Requests:
- a) According to the physics exam text, how many points is each five-choice multiple choice question worth?
- b) Continue the physics exam text below from where it stops.

Spring 2003 Physics 101 Hour Exam 2
(25 questions)

The grading button and a description of the scoring criteria are at the bottom of this page.Basic questions are marked by a single star *. More difficult questions are marked by two stars **. The most challenging questions are marked by three stars ***.

This exam consists of 25 questions; true-false questions are worth 2 points each, three-choice multiple choice questions are worth 3 points each, five-choice multiple choice questions are worth 6 points each. The maximum possible score is 111. When the exam was given, the mean was 91.5; the median was 95. Click here to see the formula sheet that came with the exam.


QUESTION 1*

This and the next three questions concern the same situation:

A 10 kg box initially stands still on a horizontal frictionless surface. A force F = 15 N is applied horizontally to the box, and the box moves 25 m. What is the work done on the box by the force F ?

(a)   0 J
(b)   150 J
(c)   375 J
(d)   425 J
(e)   1250 J


QUESTION 2*

What is the velocity of the box after it has traveled a distance of 25 m ?

Point annotation records:
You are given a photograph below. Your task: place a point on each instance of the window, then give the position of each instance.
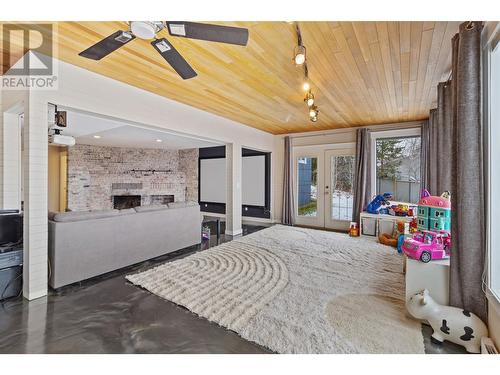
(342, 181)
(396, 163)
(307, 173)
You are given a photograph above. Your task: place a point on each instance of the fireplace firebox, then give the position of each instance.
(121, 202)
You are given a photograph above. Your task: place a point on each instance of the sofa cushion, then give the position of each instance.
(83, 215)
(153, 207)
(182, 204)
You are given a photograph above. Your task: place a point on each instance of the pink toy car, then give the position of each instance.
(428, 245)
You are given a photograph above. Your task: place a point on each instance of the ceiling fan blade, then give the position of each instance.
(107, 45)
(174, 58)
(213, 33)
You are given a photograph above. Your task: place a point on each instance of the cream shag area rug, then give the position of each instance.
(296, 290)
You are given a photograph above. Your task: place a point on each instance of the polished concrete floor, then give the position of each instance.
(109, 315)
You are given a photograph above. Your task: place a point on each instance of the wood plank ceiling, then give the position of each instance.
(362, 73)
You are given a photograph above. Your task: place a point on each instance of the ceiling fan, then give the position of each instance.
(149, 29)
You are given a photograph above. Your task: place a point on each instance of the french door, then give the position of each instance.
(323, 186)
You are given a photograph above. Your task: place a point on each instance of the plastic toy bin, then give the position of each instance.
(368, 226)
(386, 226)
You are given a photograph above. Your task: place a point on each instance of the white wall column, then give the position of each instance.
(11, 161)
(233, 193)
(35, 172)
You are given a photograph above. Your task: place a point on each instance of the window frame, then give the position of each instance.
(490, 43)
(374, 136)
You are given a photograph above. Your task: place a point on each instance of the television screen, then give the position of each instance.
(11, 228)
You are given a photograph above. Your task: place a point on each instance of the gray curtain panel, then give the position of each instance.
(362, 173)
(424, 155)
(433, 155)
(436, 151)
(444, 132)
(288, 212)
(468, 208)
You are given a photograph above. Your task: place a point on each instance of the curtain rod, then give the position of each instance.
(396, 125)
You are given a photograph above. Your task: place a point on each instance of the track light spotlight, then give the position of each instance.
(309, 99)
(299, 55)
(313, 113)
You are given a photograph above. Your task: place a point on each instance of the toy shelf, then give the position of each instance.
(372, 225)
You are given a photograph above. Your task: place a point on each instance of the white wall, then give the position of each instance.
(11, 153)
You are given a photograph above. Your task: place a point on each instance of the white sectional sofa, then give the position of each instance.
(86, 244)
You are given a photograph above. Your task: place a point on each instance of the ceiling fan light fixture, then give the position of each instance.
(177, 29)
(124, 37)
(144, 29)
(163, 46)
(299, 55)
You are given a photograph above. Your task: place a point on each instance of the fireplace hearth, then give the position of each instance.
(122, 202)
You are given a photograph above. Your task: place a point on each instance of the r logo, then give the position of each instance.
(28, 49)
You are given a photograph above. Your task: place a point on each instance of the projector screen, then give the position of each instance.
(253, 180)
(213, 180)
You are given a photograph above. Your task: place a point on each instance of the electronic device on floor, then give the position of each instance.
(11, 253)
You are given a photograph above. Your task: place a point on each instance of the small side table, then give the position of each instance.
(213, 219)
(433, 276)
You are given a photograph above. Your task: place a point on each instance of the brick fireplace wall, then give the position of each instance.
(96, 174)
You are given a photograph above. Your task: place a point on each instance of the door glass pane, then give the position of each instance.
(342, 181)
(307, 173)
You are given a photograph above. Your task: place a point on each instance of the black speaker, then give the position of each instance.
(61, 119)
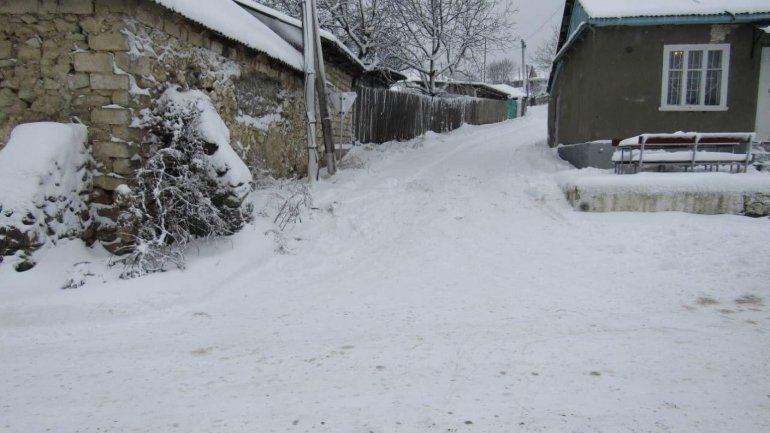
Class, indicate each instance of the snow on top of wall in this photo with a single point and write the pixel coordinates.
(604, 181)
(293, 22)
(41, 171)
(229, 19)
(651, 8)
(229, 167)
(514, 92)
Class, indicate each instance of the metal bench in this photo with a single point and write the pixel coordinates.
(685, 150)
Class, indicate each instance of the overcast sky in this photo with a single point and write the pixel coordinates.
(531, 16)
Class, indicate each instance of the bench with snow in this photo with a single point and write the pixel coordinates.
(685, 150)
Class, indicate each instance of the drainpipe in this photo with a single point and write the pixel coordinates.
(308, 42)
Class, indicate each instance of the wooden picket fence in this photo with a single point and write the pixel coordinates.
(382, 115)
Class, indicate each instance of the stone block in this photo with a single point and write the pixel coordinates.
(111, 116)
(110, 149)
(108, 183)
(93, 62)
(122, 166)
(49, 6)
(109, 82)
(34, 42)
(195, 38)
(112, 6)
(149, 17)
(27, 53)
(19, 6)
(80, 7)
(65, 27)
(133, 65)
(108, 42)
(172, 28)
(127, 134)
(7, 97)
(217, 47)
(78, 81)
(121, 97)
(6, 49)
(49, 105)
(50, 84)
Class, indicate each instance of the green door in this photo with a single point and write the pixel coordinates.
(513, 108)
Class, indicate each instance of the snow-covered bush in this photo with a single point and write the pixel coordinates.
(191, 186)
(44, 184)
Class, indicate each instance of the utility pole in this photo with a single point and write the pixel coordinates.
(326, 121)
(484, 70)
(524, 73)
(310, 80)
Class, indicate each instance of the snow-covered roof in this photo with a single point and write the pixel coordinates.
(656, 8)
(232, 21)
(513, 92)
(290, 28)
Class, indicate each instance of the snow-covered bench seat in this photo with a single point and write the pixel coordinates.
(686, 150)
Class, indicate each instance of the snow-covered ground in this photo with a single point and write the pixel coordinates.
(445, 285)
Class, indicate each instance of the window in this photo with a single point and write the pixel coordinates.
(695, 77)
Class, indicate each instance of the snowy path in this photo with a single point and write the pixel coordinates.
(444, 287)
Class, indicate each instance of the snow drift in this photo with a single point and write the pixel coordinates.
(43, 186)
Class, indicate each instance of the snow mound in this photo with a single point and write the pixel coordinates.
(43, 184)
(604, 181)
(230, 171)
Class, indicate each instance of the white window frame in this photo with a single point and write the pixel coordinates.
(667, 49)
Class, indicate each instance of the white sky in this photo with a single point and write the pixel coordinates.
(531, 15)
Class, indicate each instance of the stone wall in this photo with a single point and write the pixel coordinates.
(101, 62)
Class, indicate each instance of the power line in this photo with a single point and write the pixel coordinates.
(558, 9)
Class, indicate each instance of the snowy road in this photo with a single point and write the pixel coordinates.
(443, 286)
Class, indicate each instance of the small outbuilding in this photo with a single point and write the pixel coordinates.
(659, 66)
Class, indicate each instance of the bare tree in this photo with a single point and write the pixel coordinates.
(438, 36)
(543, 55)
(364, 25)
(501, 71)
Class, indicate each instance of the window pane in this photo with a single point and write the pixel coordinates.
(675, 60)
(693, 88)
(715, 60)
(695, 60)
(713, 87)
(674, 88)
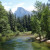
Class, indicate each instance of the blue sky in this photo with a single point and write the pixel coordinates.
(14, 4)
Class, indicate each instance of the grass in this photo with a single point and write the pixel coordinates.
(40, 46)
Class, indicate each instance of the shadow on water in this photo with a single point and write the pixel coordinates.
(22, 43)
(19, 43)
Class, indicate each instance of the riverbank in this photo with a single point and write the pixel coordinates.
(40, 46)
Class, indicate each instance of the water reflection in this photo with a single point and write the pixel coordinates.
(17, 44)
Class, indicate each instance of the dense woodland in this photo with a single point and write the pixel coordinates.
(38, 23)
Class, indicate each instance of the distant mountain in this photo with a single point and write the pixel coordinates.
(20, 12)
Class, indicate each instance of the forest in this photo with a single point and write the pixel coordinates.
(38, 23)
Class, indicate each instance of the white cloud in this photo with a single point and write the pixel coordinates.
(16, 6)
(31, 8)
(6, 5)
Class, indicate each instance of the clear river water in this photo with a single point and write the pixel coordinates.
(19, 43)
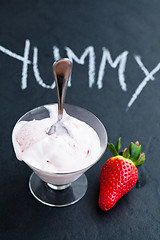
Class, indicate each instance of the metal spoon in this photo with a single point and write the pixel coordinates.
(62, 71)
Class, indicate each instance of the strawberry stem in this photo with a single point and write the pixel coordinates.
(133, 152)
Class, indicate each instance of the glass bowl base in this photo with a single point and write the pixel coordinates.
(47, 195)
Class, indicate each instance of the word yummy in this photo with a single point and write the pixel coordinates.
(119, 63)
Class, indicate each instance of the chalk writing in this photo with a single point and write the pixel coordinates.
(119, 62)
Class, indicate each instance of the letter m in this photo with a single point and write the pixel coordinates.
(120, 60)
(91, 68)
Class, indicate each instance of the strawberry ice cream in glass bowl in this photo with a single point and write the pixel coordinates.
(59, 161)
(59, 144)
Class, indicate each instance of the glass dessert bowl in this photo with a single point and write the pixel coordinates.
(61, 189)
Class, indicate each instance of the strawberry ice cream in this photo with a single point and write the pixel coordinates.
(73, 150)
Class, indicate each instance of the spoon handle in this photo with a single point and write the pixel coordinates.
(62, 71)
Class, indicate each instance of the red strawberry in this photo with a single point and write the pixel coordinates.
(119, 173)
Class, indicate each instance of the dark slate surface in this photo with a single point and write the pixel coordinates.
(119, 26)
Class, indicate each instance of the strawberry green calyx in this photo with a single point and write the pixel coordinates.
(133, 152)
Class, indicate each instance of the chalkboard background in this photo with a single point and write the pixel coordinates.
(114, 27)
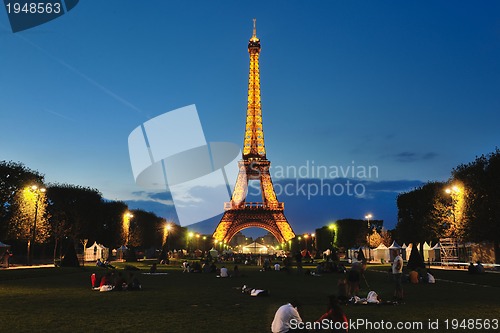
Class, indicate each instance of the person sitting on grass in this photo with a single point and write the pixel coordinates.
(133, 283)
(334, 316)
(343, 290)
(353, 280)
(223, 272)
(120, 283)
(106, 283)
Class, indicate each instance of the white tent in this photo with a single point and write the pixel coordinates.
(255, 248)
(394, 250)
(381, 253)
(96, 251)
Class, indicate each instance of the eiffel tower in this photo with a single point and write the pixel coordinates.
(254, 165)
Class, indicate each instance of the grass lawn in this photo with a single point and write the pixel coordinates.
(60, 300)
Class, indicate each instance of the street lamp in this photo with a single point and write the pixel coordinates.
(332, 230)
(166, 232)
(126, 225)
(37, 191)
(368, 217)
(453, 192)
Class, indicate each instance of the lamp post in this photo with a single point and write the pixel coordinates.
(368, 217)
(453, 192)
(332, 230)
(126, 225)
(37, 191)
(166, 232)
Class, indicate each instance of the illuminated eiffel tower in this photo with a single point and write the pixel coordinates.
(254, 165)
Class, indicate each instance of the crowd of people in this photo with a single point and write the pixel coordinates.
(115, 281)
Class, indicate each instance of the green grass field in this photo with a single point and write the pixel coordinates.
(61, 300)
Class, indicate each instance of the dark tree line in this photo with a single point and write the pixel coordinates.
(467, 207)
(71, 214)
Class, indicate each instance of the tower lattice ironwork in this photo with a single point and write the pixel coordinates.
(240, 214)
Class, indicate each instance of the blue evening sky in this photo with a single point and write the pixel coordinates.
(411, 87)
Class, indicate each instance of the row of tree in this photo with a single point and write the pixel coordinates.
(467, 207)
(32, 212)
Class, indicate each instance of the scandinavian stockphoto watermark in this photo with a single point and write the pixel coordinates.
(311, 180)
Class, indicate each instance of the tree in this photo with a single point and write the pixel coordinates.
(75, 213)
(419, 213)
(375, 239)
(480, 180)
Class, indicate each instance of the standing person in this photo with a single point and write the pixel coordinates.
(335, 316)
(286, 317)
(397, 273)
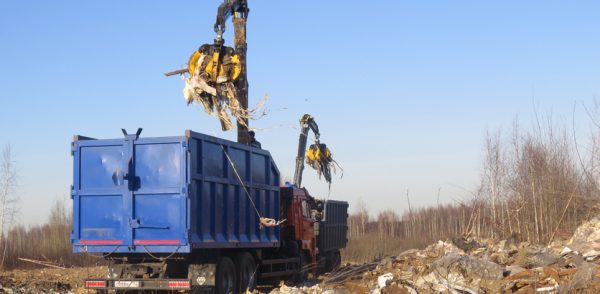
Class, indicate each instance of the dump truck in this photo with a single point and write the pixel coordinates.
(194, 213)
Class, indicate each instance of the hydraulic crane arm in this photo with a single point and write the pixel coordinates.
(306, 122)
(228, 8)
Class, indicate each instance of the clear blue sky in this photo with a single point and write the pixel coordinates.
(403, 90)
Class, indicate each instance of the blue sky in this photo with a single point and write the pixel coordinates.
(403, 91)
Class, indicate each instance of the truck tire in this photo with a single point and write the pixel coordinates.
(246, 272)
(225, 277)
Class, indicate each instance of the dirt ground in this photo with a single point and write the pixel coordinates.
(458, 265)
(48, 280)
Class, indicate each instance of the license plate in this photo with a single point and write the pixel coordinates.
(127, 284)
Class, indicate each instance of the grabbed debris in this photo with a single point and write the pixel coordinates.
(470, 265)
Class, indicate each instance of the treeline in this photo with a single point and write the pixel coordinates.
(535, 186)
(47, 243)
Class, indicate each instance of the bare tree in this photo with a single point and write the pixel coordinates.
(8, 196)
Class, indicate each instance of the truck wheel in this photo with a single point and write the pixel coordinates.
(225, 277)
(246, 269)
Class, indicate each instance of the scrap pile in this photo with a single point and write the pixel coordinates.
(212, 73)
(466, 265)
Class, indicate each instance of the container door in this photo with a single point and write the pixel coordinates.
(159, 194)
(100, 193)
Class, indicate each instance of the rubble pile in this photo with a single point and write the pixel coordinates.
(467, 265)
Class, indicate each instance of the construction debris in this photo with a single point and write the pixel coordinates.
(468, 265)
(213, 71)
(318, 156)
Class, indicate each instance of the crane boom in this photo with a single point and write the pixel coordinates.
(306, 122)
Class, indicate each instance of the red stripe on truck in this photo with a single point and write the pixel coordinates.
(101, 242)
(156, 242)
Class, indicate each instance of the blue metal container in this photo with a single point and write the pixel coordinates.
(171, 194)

Results for each task:
- a) 6 points each.

- b)
(a)   2.4 m/s
(b)   8.7 m/s
(c)   15.0 m/s
(d)   25 m/s
(e)   27.4 m/s


QUESTION 3**

Consider the case where there is friction between the box and the horizontal surface. The same force F=15 N is applied horizontally and the box moves the same distance of 25 m. Compared to the work done by the force F on the box when the surface is frictionless, the work done by the force F on the box in the presence of friction is

(a)   smaller.
(b)   the same.
(c)   greater.


QUESTION 4*

Consider the case where the force F = 15 N is applied at an angle of 30° upward with respect to horizontal. The box moves along the horizontal frictionless surface the same distance of 25 m. Compared to the work done by the force F when it is applied horizontally, the work done by the force F when it is applied at a 30° angle is

(a)   smaller.
(b)   the same.
(c)   greater.


QUESTION 5*

This and the next two questions concern the same situation:

A basketball of mass 0.5 kg is released from rest at an initial height of 2 m above the floor. It falls, hits the floor, and bounces back up to a maximum height of 1.2 m above the floor.

What is the work Wg done by gravity on the ball as it falls from its initial height down to a point just before it hits the floor?

(a)   Wg = 0 J
(b)   Wg = 1 J
(c)   Wg = 4.9 J
(d)   Wg = 9.8 J
(e)   Wg = 19.6J


QUESTION 6**

What is the change in kinetic energy of the ball, ΔKE, as it falls from its initial height down to a point just before it hits the floor?

(a)   ΔKE = Wg
(b)   ΔKE = -Wg
(c)   ΔKE = 0


QUESTION 7*

How much mechanical energy is lost due to the collision with the floor?

(a)   0 J
(b)   1 J
(c)   3.9 J
(d)   7.8 J
(e)   9.8 J


QUESTION 8*

This and the next question concern the same situation:

A car of mass 1500 kg collides head-on with a truck of mass 9000 kg. After the collision, the wreckage is at rest. The speed of the car just before the collision was 30 m/s. What was the speed of the truck just before the collision?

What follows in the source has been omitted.